━━━━━ EXTRACTED INFORMATION ━━━━━

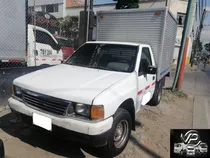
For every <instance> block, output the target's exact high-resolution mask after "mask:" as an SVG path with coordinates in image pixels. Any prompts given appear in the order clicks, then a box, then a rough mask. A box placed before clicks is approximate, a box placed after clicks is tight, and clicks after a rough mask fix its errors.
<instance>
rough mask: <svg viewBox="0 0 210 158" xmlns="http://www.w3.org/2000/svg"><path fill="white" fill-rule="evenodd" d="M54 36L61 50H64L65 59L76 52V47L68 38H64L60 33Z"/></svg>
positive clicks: (63, 52) (63, 58) (64, 56)
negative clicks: (71, 44)
mask: <svg viewBox="0 0 210 158" xmlns="http://www.w3.org/2000/svg"><path fill="white" fill-rule="evenodd" d="M54 37H55V38H56V40H57V41H58V43H59V44H60V46H61V50H62V52H63V59H64V60H65V59H67V58H68V57H69V56H70V55H71V54H72V53H73V52H74V48H73V47H72V46H71V43H70V42H69V41H68V39H67V38H64V37H62V36H59V35H54Z"/></svg>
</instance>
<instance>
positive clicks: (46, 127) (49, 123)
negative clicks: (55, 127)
mask: <svg viewBox="0 0 210 158" xmlns="http://www.w3.org/2000/svg"><path fill="white" fill-rule="evenodd" d="M33 124H34V125H36V126H39V127H41V128H44V129H46V130H48V131H52V119H51V118H48V117H45V116H42V115H39V114H36V113H33Z"/></svg>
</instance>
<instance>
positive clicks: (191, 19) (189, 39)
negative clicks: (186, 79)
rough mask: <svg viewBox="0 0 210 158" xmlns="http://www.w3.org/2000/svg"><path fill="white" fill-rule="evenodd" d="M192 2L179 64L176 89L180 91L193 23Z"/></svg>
mask: <svg viewBox="0 0 210 158" xmlns="http://www.w3.org/2000/svg"><path fill="white" fill-rule="evenodd" d="M191 1H192V3H193V4H192V6H193V7H192V12H193V13H191V14H190V15H189V21H190V22H189V27H188V30H187V37H186V41H185V47H184V52H183V56H182V62H181V67H180V72H179V76H178V80H177V89H178V90H181V88H182V82H183V79H184V70H185V64H186V58H187V52H188V47H189V40H190V35H191V32H192V21H193V15H194V4H195V0H191Z"/></svg>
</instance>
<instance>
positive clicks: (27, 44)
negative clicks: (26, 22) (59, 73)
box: [26, 25, 63, 66]
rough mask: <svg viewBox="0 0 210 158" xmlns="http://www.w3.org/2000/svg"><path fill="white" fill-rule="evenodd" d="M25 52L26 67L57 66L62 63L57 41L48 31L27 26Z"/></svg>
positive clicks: (39, 28)
mask: <svg viewBox="0 0 210 158" xmlns="http://www.w3.org/2000/svg"><path fill="white" fill-rule="evenodd" d="M35 37H36V38H35ZM27 50H28V51H27V53H26V62H27V66H40V65H57V64H61V63H62V61H63V53H62V50H61V47H60V45H59V44H58V42H57V40H56V39H55V38H54V36H53V35H52V34H51V33H50V32H49V31H47V30H46V29H44V28H41V27H38V26H34V25H28V43H27Z"/></svg>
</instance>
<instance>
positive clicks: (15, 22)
mask: <svg viewBox="0 0 210 158" xmlns="http://www.w3.org/2000/svg"><path fill="white" fill-rule="evenodd" d="M0 7H1V9H0V24H1V25H0V37H1V41H0V60H8V59H23V60H24V59H25V51H26V9H25V8H26V1H25V0H12V1H10V0H1V1H0Z"/></svg>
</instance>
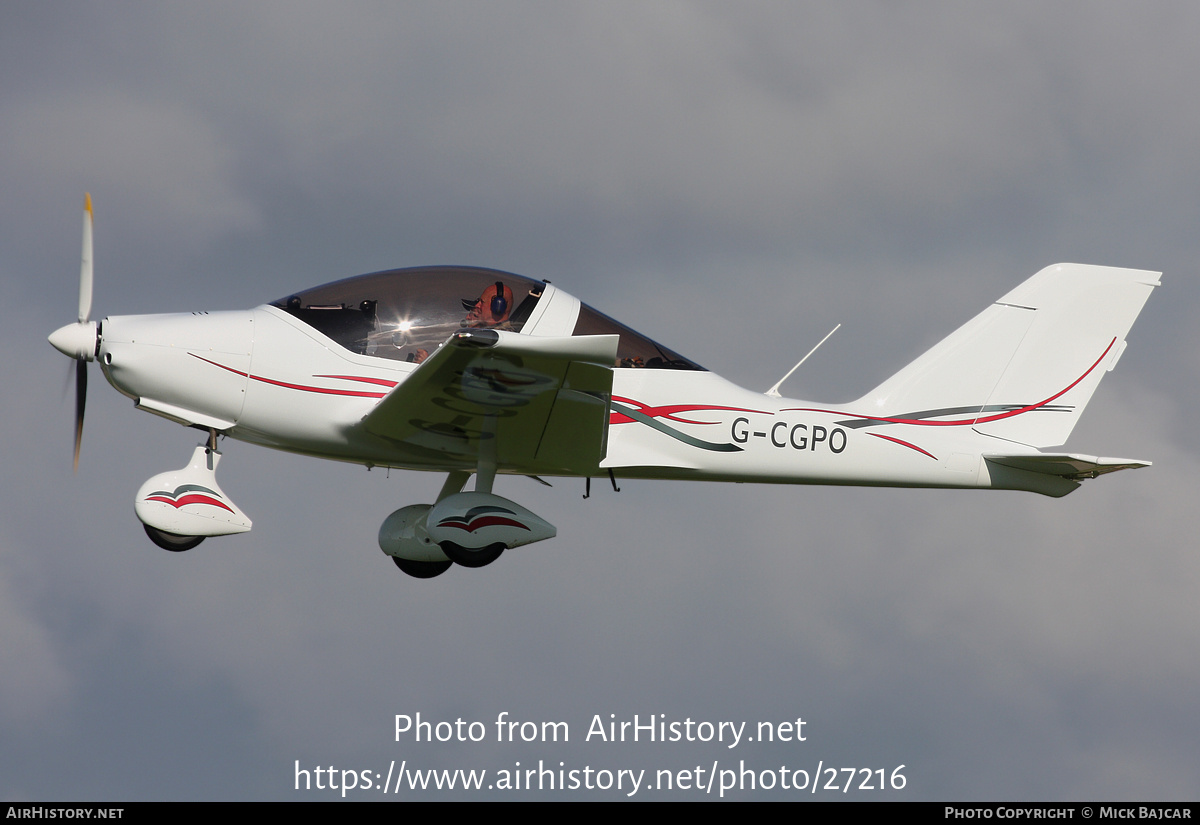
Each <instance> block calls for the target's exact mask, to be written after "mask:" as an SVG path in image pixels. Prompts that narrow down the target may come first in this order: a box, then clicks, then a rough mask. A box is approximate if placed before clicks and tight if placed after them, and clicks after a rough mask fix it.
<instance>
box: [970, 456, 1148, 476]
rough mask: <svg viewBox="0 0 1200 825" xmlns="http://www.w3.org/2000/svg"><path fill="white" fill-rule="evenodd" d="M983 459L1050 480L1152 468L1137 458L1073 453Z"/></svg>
mask: <svg viewBox="0 0 1200 825" xmlns="http://www.w3.org/2000/svg"><path fill="white" fill-rule="evenodd" d="M984 458H985V459H988V460H989V462H992V463H994V464H1003V465H1004V466H1012V468H1016V469H1018V470H1028V471H1030V472H1042V474H1044V475H1049V476H1062V477H1063V478H1094V477H1096V476H1100V475H1104V474H1105V472H1116V471H1117V470H1135V469H1138V468H1140V466H1150V462H1140V460H1138V459H1134V458H1108V457H1104V456H1081V454H1080V453H1074V452H1045V453H1040V454H1027V456H998V454H990V453H984Z"/></svg>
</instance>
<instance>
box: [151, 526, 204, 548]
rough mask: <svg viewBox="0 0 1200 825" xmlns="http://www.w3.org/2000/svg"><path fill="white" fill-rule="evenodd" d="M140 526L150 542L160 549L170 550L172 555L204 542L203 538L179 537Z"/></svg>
mask: <svg viewBox="0 0 1200 825" xmlns="http://www.w3.org/2000/svg"><path fill="white" fill-rule="evenodd" d="M142 526H143V528H145V531H146V535H148V536H150V541H152V542H154V543H155V544H157V546H158V547H161V548H162V549H164V550H170V552H172V553H182V552H184V550H190V549H192V548H193V547H196V546H197V544H199V543H200V542H202V541H204V536H180V535H178V534H174V532H167V531H166V530H160V529H157V528H152V526H150V525H149V524H143V525H142Z"/></svg>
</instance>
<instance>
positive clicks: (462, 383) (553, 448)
mask: <svg viewBox="0 0 1200 825" xmlns="http://www.w3.org/2000/svg"><path fill="white" fill-rule="evenodd" d="M617 341H618V336H614V335H607V336H568V337H536V336H527V335H518V333H516V332H509V331H502V330H470V329H468V330H460V331H458V332H455V333H454V335H451V336H450V338H449V339H448V341H446V343H445V344H443V345H442V347H440V348H438V349H437V350H436V351H434V353H433V354H432V355H430V357H428V359H426V360H425V361H424V362H422V363H421V365H420V366H419V367H418V368H416V369H415V371H414V372H413V373H412V374H410V375H409V377H408V378H407V379H404V380H403V381H401V384H400V385H397V386H396V389H394V390H392V391H391V392H390V393H388V396H386V397H384V398H383V401H380V402H379V404H378V405H377V407H376V408H374V409H373V410H372V411H371V413H370V414H368V415H367V416H366V417H365V418H364V420H362V424H364V427H365V428H366V430H367V432H368V433H371V434H372V435H377V436H379V438H384V439H388V440H390V441H396V442H401V444H403V445H404V446H407V447H410V448H413V451H414V452H415V453H424V454H427V456H440V457H443V459H444V460H445V462H446V463H450V464H452V463H455V462H458V463H460V464H462V465H464V466H474V464H475V460H476V459H478V457H479V452H480V445H481V442H482V441H485V440H488V439H494V448H496V462H497V466H498V468H499V469H500V470H509V471H516V472H522V474H529V475H538V474H547V475H554V474H571V475H587V474H596V472H599V470H598V469H596V468H598V465H599V463H600V460H601V459H602V458H604V456H605V439H606V434H607V432H608V402H610V397H611V395H612V368H613V365H614V363H616V361H617Z"/></svg>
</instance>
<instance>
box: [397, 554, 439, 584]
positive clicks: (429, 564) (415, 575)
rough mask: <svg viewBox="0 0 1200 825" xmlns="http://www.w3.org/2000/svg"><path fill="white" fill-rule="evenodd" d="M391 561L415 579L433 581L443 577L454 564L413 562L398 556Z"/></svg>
mask: <svg viewBox="0 0 1200 825" xmlns="http://www.w3.org/2000/svg"><path fill="white" fill-rule="evenodd" d="M391 560H392V561H395V562H396V566H397V567H400V568H401V570H402V571H404V572H406V573H408V574H409V576H412V577H413V578H414V579H432V578H433V577H434V576H442V573H444V572H446V571H448V570H450V565H452V564H454V562H452V561H412V560H409V559H401V558H398V556H391Z"/></svg>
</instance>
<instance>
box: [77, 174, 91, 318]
mask: <svg viewBox="0 0 1200 825" xmlns="http://www.w3.org/2000/svg"><path fill="white" fill-rule="evenodd" d="M90 314H91V195H90V194H88V193H86V192H85V193H84V195H83V261H82V264H80V266H79V321H80V323H82V321H85V320H88V315H90Z"/></svg>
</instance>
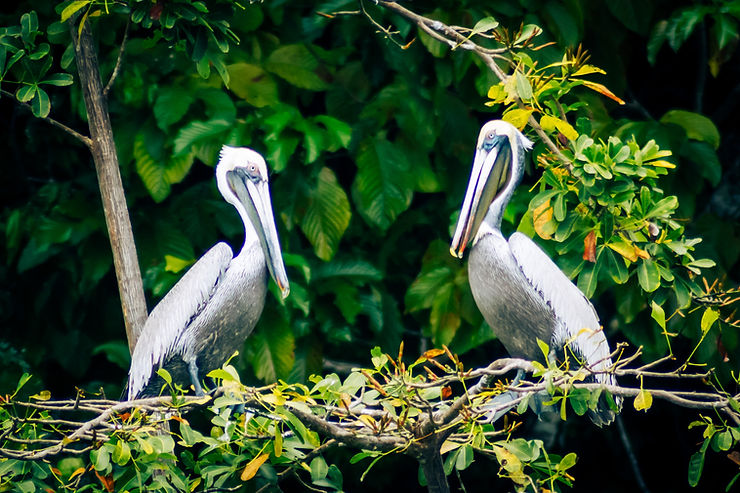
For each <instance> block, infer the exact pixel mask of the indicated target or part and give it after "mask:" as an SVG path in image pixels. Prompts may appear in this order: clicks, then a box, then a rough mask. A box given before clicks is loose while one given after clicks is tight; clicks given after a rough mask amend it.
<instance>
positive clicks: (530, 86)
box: [514, 71, 532, 101]
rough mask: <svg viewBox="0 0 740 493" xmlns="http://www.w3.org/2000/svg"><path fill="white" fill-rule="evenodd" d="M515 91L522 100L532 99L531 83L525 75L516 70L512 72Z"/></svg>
mask: <svg viewBox="0 0 740 493" xmlns="http://www.w3.org/2000/svg"><path fill="white" fill-rule="evenodd" d="M514 80H515V87H516V93H517V94H518V95H519V97H520V98H522V99H523V100H525V101H526V100H529V99H532V84H530V83H529V80H527V76H526V75H524V74H523V73H521V72H519V71H517V72H516V73H515V74H514Z"/></svg>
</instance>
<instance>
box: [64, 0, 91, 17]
mask: <svg viewBox="0 0 740 493" xmlns="http://www.w3.org/2000/svg"><path fill="white" fill-rule="evenodd" d="M89 3H90V0H78V1H75V2H72V3H70V4H69V5H67V6H66V7H65V8H64V10H62V22H65V21H66V20H67V19H69V18H70V17H72V15H74V13H75V12H77V11H78V10H80V9H81V8H82V7H84V6H85V5H88V4H89Z"/></svg>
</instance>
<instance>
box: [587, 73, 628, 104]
mask: <svg viewBox="0 0 740 493" xmlns="http://www.w3.org/2000/svg"><path fill="white" fill-rule="evenodd" d="M578 80H580V81H581V82H582V83H583V85H584V86H586V87H588V88H589V89H591V90H592V91H596V92H598V93H600V94H603V95H604V96H606V97H607V98H609V99H612V100H614V101H616V102H617V103H619V104H624V101H623V100H622V99H620V98H619V97H618V96H617V95H616V94H614V93H613V92H611V91H610V90H609V89H608V88H607V87H606V86H605V85H604V84H599V83H597V82H591V81H590V80H583V79H578Z"/></svg>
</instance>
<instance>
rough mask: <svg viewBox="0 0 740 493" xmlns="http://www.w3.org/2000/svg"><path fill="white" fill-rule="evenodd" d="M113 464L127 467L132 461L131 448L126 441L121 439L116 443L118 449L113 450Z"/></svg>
mask: <svg viewBox="0 0 740 493" xmlns="http://www.w3.org/2000/svg"><path fill="white" fill-rule="evenodd" d="M112 459H113V462H115V463H116V464H118V465H119V466H125V465H126V464H127V463H128V461H129V460H130V459H131V447H129V444H128V443H126V441H124V440H121V439H119V440H118V442H116V448H114V449H113V454H112Z"/></svg>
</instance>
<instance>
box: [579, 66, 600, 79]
mask: <svg viewBox="0 0 740 493" xmlns="http://www.w3.org/2000/svg"><path fill="white" fill-rule="evenodd" d="M589 74H606V72H604V71H603V70H602V69H600V68H599V67H596V66H594V65H582V66H581V67H580V68H579V69H578V70H576V71H575V73H574V74H573V76H575V77H578V76H579V75H589Z"/></svg>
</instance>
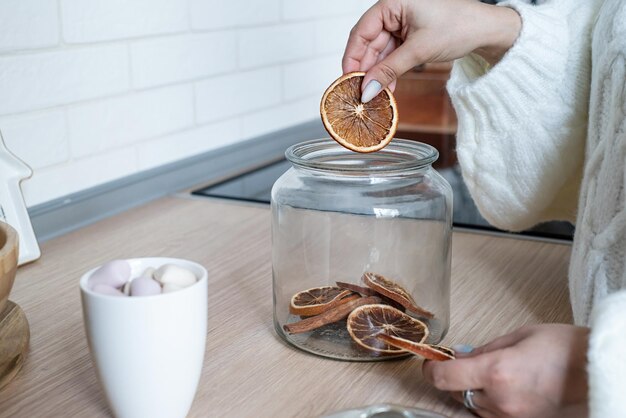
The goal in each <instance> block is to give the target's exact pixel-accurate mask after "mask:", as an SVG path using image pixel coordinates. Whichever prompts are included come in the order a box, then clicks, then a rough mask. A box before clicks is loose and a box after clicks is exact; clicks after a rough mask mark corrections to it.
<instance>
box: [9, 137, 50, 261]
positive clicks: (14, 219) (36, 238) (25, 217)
mask: <svg viewBox="0 0 626 418" xmlns="http://www.w3.org/2000/svg"><path fill="white" fill-rule="evenodd" d="M32 175H33V170H32V169H31V168H30V167H29V166H28V165H27V164H26V163H25V162H23V161H22V160H20V159H19V158H17V157H16V156H15V155H14V154H12V153H11V151H9V149H8V148H7V147H6V145H5V144H4V140H3V139H2V134H0V221H2V222H6V223H8V224H9V225H11V226H12V227H13V228H15V229H16V230H17V233H18V235H19V242H20V257H19V264H20V265H22V264H25V263H28V262H31V261H34V260H36V259H38V258H39V257H40V256H41V251H40V250H39V245H38V244H37V237H36V236H35V232H34V231H33V226H32V224H31V223H30V217H29V216H28V211H27V210H26V203H25V202H24V197H23V196H22V190H21V188H20V183H21V182H22V180H25V179H28V178H30V177H31V176H32Z"/></svg>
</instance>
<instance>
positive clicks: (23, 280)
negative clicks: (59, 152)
mask: <svg viewBox="0 0 626 418" xmlns="http://www.w3.org/2000/svg"><path fill="white" fill-rule="evenodd" d="M42 253H43V256H42V258H41V259H40V260H39V261H37V262H35V263H33V264H31V265H28V266H24V267H22V268H20V269H19V271H18V277H17V279H16V283H15V286H14V288H13V292H12V294H11V300H13V301H14V302H16V303H18V304H19V305H20V306H21V307H22V308H23V309H24V311H25V312H26V315H27V317H28V320H29V322H30V327H31V345H30V353H29V357H28V358H27V360H26V363H25V366H24V368H23V369H22V371H21V372H20V373H19V375H18V376H17V378H16V379H15V380H14V381H13V382H11V383H10V384H9V385H8V386H7V387H5V388H4V389H3V390H2V391H0V416H1V417H29V418H36V417H106V416H110V412H109V410H108V407H107V405H106V401H105V399H104V396H103V393H102V392H101V390H100V387H99V384H98V382H97V380H96V374H95V371H94V368H93V367H92V364H91V359H90V357H89V352H88V349H87V341H86V338H85V334H84V330H83V323H82V314H81V306H80V297H79V290H78V279H79V277H80V276H81V274H82V273H83V272H84V271H86V270H88V269H90V268H92V267H94V266H96V265H99V264H101V263H103V262H105V261H107V260H110V259H114V258H130V257H142V256H171V257H181V258H188V259H192V260H195V261H198V262H200V263H202V264H203V265H204V266H206V267H207V269H208V270H209V333H208V339H207V348H206V357H205V363H204V370H203V375H202V378H201V380H200V385H199V389H198V393H197V395H196V399H195V401H194V404H193V406H192V410H191V413H190V415H189V416H191V417H207V416H210V417H296V416H297V417H317V416H319V415H321V414H323V413H330V412H333V411H337V410H341V409H346V408H350V407H356V406H363V405H370V404H375V403H381V402H390V403H395V404H401V405H413V406H419V407H423V408H430V409H433V410H435V411H437V412H440V413H444V414H446V415H448V416H451V417H471V416H472V415H471V414H469V413H468V412H467V411H465V410H464V409H463V408H462V407H461V406H459V405H458V404H456V403H455V402H454V401H452V400H451V399H450V398H449V397H448V395H447V394H445V393H440V392H438V391H437V390H435V389H433V388H432V387H431V386H429V385H428V384H426V383H424V382H423V380H422V377H421V371H420V370H421V361H419V360H418V359H417V358H409V359H405V360H400V361H387V362H379V363H348V362H339V361H333V360H329V359H324V358H320V357H317V356H313V355H310V354H306V353H304V352H302V351H299V350H297V349H295V348H292V347H291V346H288V345H286V344H285V343H284V342H283V341H282V340H281V339H280V338H279V337H278V336H277V335H276V334H275V332H274V329H273V324H272V289H271V287H272V278H271V257H270V253H271V243H270V214H269V208H268V207H267V206H261V205H258V206H257V205H254V206H253V205H246V204H237V203H231V202H226V201H219V200H210V199H193V198H180V197H170V198H164V199H161V200H158V201H156V202H153V203H150V204H148V205H145V206H143V207H140V208H137V209H134V210H131V211H128V212H125V213H123V214H121V215H118V216H115V217H112V218H109V219H106V220H104V221H101V222H99V223H97V224H95V225H91V226H89V227H85V228H83V229H80V230H78V231H76V232H74V233H71V234H68V235H65V236H62V237H60V238H57V239H54V240H52V241H49V242H46V243H45V244H43V245H42ZM569 254H570V247H569V246H566V245H558V244H549V243H542V242H537V241H527V240H520V239H514V238H502V237H495V236H487V235H478V234H469V233H458V232H455V233H454V238H453V256H452V316H451V327H450V331H449V334H448V336H447V337H446V338H445V340H444V342H445V343H448V344H454V343H471V344H474V345H478V344H481V343H484V342H486V341H488V340H489V339H491V338H494V337H496V336H498V335H500V334H502V333H506V332H508V331H511V330H513V329H514V328H516V327H518V326H520V325H523V324H528V323H540V322H571V314H570V308H569V302H568V293H567V284H566V275H567V264H568V258H569Z"/></svg>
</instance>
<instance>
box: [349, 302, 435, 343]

━━━━━

Using the data above, copy each line that contains "appear".

* **EXERCISE RESPONSE**:
For every <instance> block, output the target's exact high-resolution mask after "mask:" as an SVG path with coordinates in image pixels. Any prompts given appear in the order clicks, then a box, then a rough mask. A box placed before clicks is approximate, a box placed after clicks is tight, and clicks after a rough mask fix its errors.
For each <instance> block, infer the exact pixel mask of the indicated target or part and give it after "mask:" as an SVG path in image pixels. Prompts may appear in this order: clicks, then a box, then a rough mask. A box given before clicks is loose while one given after clicks is tight; clicks given after a rough mask amend it.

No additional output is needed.